** 原文 **

对生态文明法治建设的界定要在生态文明和法治建设相融合的基础上来理解,生态文明是人类遵循人、自然、社会和谐发展这一客观规律而取得的物质与精神成果的总和。其内涵主要有以下三种观点:一是价值性,即“环境伦理观”,认为生态文明是处理人与自然关系的意识形态;二是工具性,认为生态文明不仅是物质和精神文明,还包含政治文明的发展成果,是人与自然、社会和谐共生的社会形态;三是内容性,即生态文明包括生态行为、生态意识、生态产业、生态制度和生态管理文明五个方面的内容。法治是相对于人治和德治的治国理念,凝聚了诸如自由、正义、民主、良序等社会价值,其权威性高于政府及个人,是维护社会公平公正有序的主要手段,也是一种理想的社会秩序。对法治的诠释主要有“良法善治说”“多层面说”和“基本要义说”三种代表性的观点,第一种观点认为法治包含“良法”和“善治”;第二种观点是从治国理政、良法善治、行为规范、生活方式等层面阐释法治[1];第三种观点是从立法、执法、司法和守法四个层面来诠释法治的基本要义,认为法治包括法律制度、法治体制和法治文化等。生态文明法治建设就是要建立形成一系列法律体系以调节、促进、巩固人与自然、社会和谐共生的社会关系,也是生态文明法治化的动态过程。生态文明法治建设是我国法治社会的重要构成部分,也是实现我国生态文明现实需要的重要保障。在全球生态文明环境恶化的大背景下,建立并完善生态文明法制体系有利于促进我国的社会发展,保障国家利益。

1 习近平生态文明法治理论的思想内涵

习近平法治思想是马克思主义法治思想和中国实践有效融合的时代化产物,是实现法治中国的理论指导和指路明灯,其核心要义就是“十一个坚持”,尤其重点突出人民性、政治性、体系性和实践性。建设“美丽中国”包含生态之美、社会之美和人之美三个层面,生态之美是基于社会之美和人之美,通过建立规范制度约束人的行为最终得以实现的。因此,生态文明法治建设是生态之美的保障,只有建立完善的法律秩序并有效地实施,才能最终保证美丽中国的实现。习近平生态文明法治理论提出,要加强生态文明建设就必须坚持人与自然和谐共生,坚持绿水青山就是金山银山的发展理念,坚持良好生态环境是最普惠的民生福祉,坚持山水林田湖草生命共同体理念,坚持用最严格制度最严密法治保护生态环境,坚持共谋全球生态文明建设等原则[2]。

** 材料 **
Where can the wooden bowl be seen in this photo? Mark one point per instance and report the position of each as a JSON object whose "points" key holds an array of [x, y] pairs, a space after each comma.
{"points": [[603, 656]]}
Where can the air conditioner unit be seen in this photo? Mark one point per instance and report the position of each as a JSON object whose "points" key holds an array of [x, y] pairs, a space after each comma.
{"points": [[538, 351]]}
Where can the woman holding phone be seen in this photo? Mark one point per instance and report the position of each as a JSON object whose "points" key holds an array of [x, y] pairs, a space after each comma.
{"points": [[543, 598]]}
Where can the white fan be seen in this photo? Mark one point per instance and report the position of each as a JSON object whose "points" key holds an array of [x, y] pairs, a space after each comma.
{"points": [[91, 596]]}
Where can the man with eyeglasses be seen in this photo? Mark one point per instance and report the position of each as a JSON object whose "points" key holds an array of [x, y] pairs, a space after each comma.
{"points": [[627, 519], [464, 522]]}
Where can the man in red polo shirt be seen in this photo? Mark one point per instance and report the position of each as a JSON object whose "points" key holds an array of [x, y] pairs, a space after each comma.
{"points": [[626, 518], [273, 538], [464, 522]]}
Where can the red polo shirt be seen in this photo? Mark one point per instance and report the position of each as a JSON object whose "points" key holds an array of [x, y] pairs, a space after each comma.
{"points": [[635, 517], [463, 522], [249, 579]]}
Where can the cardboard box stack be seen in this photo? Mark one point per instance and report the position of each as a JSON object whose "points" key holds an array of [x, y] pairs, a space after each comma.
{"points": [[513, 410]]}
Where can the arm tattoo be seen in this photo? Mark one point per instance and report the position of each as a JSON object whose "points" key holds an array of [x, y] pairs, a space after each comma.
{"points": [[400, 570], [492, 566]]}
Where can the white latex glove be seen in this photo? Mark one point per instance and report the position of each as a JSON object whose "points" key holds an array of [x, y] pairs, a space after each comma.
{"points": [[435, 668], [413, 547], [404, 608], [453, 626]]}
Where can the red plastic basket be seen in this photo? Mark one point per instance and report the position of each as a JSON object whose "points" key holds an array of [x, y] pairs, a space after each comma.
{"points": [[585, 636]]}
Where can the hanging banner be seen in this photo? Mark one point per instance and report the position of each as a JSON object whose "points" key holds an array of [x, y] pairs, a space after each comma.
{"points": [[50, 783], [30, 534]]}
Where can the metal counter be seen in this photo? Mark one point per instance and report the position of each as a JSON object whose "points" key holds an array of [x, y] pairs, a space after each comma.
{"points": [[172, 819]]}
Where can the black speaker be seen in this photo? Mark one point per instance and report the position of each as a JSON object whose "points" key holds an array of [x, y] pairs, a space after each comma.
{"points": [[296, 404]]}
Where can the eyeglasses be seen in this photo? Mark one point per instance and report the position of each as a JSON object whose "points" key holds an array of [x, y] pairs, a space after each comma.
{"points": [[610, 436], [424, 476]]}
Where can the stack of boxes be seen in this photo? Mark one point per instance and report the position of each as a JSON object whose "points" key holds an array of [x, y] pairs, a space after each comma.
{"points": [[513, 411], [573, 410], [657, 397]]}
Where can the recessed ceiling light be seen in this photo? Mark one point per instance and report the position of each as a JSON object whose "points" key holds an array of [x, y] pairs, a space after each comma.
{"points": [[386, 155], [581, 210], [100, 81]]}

** 练习题目 **
根据原文,建设"美丽中国"包含哪三个层面?

** 作答 **
生态之美、社会之美和人之美。